**WORK TO COMPLETE**
Give again, word for word, every line below from the one that has "869, row 406" through the one that has "842, row 657", both included, and no others.

Data items
--- START ---

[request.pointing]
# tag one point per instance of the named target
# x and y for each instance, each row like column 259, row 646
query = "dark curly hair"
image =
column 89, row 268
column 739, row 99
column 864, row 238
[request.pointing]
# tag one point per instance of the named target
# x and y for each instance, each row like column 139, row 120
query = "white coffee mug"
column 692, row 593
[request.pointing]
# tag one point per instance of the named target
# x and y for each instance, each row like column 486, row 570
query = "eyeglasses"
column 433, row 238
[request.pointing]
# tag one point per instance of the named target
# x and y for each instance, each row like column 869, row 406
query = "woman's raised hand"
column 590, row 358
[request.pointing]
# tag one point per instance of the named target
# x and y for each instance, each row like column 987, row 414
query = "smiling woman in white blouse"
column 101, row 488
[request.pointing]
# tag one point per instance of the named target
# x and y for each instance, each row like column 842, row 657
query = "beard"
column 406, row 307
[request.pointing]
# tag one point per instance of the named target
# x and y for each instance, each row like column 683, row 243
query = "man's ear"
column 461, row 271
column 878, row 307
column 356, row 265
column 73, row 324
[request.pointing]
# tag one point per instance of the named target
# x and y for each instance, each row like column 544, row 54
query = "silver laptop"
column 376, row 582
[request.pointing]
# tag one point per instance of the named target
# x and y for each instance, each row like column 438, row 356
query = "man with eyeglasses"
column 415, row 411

--- END ---

**EXPECTED OUTPUT**
# x and y for each instance, each row like column 869, row 406
query = "woman's raised hand"
column 590, row 358
[request.pointing]
# tag one point per instance of the named target
# x and y for each instance, each row like column 987, row 414
query = "smiling woman in white blouse"
column 101, row 488
[request.pointing]
# tag one point per instance of the named target
# x and y for each instance, each row like column 842, row 657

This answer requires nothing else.